PROBLEM STATEMENT → Filter the records below down to every line that contains the string "open", treating uppercase and lowercase letters as different.

[Point annotation dataset records]
════════════════════

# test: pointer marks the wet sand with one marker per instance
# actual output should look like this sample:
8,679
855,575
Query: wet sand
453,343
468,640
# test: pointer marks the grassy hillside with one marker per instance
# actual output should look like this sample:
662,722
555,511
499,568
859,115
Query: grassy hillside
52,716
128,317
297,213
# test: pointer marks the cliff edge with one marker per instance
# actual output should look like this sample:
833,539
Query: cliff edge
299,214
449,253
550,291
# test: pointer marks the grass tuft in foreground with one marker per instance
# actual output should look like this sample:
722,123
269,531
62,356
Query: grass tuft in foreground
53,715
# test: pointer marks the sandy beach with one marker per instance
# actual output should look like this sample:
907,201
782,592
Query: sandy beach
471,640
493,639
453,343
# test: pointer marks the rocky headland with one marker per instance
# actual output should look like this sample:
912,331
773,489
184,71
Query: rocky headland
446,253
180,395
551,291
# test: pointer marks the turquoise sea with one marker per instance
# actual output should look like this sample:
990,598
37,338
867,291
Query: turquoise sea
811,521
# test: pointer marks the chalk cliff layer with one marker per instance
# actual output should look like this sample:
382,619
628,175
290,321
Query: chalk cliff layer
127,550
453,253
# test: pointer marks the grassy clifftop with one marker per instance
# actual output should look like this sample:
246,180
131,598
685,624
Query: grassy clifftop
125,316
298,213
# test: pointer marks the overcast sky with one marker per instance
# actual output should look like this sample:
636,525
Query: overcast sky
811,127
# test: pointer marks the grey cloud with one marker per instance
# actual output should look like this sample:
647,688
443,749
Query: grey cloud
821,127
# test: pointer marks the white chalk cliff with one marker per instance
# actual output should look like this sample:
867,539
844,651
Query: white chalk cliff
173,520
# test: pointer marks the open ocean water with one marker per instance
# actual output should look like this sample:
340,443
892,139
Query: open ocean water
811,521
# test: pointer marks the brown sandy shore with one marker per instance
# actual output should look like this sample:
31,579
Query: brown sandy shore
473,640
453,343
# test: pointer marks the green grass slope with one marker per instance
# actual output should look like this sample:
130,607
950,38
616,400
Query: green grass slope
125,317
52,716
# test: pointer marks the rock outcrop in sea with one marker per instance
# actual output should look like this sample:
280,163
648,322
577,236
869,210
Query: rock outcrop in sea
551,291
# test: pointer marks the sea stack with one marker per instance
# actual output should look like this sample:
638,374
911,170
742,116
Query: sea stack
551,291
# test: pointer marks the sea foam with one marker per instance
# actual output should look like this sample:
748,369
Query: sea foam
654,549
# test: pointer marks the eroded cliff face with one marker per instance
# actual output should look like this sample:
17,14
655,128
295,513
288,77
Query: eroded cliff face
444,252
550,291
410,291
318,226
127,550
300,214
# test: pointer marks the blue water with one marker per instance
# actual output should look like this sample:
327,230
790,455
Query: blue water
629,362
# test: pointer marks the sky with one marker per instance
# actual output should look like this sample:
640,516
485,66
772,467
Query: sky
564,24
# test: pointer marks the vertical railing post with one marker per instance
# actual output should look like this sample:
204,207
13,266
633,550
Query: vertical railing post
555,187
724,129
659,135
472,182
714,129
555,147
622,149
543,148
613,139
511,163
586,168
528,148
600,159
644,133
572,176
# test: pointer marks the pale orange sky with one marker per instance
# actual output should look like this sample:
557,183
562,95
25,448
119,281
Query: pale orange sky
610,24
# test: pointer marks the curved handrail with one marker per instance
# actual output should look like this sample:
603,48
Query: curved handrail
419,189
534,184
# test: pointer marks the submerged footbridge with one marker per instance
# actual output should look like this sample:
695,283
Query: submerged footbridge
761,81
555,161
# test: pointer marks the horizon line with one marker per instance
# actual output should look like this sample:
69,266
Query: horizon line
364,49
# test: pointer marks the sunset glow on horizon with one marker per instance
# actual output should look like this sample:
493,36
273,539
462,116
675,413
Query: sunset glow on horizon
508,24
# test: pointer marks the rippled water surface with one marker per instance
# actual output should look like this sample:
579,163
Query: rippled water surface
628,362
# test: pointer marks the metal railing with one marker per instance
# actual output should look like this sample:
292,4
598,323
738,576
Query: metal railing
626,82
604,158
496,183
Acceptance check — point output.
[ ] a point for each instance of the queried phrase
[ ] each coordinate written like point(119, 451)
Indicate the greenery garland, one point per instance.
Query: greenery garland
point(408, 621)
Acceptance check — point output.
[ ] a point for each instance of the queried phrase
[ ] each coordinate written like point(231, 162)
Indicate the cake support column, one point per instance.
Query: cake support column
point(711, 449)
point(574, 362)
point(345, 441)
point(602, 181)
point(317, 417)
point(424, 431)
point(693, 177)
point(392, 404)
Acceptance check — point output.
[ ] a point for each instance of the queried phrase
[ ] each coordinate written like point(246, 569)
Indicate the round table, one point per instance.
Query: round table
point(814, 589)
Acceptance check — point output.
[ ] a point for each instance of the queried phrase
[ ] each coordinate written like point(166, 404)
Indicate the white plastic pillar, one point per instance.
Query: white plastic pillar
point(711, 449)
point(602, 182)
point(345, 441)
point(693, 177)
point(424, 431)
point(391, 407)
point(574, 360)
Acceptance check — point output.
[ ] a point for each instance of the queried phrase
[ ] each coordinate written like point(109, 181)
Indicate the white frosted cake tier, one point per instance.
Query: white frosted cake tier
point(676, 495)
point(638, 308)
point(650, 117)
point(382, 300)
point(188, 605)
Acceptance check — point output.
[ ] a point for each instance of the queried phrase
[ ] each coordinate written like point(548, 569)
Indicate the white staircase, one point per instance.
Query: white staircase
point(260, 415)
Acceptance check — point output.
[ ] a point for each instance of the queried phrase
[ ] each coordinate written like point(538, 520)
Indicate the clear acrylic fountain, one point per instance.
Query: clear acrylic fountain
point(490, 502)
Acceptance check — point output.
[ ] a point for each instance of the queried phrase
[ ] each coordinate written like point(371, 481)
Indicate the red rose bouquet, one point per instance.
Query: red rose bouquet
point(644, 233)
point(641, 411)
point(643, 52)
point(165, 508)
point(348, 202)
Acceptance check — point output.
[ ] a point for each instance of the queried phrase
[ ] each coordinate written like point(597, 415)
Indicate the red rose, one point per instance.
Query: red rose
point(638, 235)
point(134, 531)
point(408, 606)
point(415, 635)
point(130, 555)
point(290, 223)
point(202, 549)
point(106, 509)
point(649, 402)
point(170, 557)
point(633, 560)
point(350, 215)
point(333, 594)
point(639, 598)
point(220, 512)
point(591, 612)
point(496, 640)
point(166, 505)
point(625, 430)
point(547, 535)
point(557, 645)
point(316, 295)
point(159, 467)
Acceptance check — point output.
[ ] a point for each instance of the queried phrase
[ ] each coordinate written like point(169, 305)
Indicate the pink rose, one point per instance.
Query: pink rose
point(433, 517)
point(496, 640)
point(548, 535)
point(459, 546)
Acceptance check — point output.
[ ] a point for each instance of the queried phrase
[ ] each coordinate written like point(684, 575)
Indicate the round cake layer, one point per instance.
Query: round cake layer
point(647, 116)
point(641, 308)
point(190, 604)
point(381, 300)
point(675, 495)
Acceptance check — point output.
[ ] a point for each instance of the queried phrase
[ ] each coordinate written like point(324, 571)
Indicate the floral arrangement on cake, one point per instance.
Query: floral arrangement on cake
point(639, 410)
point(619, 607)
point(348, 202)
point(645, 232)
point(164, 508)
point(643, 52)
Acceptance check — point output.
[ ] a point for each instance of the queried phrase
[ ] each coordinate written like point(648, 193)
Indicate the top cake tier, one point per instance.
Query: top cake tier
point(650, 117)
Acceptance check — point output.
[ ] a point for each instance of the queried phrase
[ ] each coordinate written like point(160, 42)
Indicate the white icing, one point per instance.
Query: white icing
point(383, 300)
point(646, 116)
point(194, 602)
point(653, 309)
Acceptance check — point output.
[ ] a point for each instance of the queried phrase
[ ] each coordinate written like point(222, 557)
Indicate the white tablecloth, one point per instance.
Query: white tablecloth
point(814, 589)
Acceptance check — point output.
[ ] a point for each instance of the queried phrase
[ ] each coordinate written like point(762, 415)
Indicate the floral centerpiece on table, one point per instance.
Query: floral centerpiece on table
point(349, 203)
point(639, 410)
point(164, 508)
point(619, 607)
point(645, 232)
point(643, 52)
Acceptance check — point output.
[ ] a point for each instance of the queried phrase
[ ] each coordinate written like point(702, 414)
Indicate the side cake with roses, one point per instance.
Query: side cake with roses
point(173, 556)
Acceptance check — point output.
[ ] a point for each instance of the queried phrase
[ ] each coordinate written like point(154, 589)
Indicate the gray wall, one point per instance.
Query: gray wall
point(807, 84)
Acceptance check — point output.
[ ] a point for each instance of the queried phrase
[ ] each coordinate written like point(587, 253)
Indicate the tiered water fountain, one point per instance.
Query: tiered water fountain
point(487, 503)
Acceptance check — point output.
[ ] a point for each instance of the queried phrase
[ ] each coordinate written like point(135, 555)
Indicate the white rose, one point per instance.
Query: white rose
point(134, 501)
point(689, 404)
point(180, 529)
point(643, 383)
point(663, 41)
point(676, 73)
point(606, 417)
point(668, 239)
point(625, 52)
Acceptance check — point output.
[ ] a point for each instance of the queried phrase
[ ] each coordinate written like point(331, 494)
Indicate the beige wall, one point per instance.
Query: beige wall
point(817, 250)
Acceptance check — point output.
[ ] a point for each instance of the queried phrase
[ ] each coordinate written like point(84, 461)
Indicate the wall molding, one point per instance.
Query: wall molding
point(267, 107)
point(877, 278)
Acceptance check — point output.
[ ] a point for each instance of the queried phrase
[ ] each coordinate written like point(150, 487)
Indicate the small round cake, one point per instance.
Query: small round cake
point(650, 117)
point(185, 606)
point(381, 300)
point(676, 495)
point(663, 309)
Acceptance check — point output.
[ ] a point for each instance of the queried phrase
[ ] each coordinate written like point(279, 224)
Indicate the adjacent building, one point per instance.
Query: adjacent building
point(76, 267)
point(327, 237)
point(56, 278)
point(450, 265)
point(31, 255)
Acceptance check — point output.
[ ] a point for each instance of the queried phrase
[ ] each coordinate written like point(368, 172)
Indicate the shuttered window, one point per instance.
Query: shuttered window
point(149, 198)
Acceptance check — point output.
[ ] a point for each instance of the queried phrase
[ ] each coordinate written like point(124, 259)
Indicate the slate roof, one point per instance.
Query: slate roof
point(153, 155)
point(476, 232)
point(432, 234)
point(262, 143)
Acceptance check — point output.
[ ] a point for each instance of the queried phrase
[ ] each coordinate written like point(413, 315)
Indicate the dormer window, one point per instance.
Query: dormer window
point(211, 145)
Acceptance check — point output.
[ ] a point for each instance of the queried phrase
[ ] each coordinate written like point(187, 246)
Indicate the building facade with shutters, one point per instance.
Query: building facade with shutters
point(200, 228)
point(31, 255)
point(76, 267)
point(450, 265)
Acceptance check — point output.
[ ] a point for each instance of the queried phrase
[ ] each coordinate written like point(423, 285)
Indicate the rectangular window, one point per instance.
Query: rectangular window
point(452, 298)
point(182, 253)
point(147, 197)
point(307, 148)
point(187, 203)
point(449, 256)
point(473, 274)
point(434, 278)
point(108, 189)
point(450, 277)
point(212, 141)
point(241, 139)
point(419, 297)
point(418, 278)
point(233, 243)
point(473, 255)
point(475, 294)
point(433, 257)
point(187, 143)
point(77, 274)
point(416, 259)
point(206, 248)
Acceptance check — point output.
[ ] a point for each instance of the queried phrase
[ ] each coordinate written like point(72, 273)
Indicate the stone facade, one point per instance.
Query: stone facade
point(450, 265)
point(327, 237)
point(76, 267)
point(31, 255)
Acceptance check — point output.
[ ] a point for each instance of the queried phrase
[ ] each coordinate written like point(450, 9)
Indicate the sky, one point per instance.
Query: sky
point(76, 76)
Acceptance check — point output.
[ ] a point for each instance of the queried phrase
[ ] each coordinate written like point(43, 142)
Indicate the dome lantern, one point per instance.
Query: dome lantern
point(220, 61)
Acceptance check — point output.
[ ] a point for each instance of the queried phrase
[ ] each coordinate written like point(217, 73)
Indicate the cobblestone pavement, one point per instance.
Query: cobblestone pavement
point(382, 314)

════════════════════

RIGHT ANSWER →
# test: pointer marks the open ocean water with one marker per instance
Query: open ocean water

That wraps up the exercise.